──────── Task material ────────

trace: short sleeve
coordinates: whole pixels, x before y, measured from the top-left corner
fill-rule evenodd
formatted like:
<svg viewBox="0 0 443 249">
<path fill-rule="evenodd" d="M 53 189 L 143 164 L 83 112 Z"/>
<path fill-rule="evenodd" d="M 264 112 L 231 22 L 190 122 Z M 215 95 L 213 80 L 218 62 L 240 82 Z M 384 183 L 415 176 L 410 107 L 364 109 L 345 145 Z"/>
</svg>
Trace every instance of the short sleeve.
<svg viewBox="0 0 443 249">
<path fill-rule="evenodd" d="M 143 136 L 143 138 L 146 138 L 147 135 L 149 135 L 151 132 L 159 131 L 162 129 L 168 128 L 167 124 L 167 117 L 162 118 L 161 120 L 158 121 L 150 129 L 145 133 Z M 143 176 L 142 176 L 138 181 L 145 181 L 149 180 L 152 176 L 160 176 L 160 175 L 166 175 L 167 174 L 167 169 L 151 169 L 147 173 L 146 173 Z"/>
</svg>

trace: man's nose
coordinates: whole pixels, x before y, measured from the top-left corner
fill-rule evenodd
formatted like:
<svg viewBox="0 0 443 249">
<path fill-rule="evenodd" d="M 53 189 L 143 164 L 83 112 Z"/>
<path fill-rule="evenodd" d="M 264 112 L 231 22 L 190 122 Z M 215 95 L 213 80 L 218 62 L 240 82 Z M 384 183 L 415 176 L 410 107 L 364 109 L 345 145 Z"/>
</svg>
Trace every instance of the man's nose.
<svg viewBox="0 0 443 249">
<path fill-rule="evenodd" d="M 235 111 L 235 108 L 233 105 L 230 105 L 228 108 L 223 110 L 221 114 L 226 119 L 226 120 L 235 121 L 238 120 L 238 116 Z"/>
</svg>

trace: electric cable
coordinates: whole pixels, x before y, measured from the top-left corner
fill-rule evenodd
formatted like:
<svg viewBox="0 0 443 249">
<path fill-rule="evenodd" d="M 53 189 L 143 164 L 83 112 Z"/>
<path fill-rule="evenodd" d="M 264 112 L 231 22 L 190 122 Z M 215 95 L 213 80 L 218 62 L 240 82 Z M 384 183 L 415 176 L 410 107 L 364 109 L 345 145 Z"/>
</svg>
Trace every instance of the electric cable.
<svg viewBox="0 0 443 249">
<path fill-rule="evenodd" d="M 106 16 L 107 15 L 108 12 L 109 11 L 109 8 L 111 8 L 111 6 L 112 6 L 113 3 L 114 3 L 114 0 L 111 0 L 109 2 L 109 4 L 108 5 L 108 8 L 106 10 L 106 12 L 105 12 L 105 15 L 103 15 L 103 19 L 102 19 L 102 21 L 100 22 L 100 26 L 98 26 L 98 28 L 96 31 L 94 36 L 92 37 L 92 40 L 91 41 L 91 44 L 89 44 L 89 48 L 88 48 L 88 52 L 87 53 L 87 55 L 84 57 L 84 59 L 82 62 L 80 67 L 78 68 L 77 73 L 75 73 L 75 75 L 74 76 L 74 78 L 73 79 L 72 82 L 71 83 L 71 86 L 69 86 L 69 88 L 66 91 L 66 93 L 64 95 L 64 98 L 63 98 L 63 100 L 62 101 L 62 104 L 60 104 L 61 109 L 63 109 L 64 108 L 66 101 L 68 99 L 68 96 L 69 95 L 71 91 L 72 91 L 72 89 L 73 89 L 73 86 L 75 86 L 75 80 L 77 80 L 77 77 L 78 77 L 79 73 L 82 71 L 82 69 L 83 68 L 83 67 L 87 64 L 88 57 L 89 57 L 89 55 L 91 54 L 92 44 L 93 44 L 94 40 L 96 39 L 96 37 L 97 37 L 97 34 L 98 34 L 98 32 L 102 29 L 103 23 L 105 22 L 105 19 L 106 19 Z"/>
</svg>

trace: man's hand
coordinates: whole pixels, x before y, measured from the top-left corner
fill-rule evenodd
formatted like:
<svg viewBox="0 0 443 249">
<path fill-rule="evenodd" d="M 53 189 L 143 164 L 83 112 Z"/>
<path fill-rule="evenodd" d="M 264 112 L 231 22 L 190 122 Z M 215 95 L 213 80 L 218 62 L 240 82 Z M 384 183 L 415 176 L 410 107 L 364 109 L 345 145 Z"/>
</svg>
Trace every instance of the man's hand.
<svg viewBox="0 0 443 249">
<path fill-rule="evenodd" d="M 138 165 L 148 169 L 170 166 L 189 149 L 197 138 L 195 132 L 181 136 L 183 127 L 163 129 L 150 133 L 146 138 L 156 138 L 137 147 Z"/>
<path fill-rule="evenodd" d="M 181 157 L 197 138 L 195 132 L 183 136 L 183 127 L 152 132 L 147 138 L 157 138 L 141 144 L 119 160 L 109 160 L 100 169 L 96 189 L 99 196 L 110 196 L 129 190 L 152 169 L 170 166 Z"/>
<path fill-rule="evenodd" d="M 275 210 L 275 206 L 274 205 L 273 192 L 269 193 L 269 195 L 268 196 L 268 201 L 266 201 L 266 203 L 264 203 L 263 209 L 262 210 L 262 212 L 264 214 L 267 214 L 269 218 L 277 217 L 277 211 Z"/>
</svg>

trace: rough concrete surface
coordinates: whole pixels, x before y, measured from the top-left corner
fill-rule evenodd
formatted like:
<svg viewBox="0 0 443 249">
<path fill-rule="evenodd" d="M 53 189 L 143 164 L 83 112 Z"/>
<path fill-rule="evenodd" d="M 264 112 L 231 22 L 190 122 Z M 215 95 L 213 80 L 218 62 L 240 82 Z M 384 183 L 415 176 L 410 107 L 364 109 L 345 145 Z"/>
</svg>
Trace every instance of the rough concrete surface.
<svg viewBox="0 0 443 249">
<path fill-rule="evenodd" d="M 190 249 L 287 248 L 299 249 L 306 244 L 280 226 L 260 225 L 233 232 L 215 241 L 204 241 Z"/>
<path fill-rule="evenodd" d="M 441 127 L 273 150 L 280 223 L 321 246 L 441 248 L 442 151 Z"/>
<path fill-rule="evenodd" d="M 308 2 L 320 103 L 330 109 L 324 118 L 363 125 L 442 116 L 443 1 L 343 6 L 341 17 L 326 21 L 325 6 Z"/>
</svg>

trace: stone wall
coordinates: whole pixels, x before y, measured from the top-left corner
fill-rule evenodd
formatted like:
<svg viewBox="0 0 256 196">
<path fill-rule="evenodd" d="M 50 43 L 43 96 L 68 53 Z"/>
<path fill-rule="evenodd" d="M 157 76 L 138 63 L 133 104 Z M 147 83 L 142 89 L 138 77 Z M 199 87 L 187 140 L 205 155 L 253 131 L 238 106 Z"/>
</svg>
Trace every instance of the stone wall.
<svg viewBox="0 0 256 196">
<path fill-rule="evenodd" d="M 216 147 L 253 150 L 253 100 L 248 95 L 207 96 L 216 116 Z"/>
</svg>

────────

Rewrite every line in the stretch from the line containing "trace: stone wall" through the end of the lines. Multiply each number in the answers, both the viewBox values and the polygon coordinates, by 1.9 and round to whole numbers with halves going up, leaving all other numbers as they are.

• **In response**
trace: stone wall
coordinates: whole pixels, x before y, measured from the top-left corner
fill-rule evenodd
formatted like:
<svg viewBox="0 0 256 196">
<path fill-rule="evenodd" d="M 50 43 L 43 96 L 68 53 Z"/>
<path fill-rule="evenodd" d="M 157 76 L 138 63 L 133 104 Z M 147 83 L 142 89 L 138 77 Z M 199 87 L 187 140 L 205 155 L 253 131 L 238 106 Z"/>
</svg>
Trace every instance of the stone wall.
<svg viewBox="0 0 486 372">
<path fill-rule="evenodd" d="M 410 279 L 481 285 L 481 190 L 471 181 L 393 182 L 410 220 Z"/>
</svg>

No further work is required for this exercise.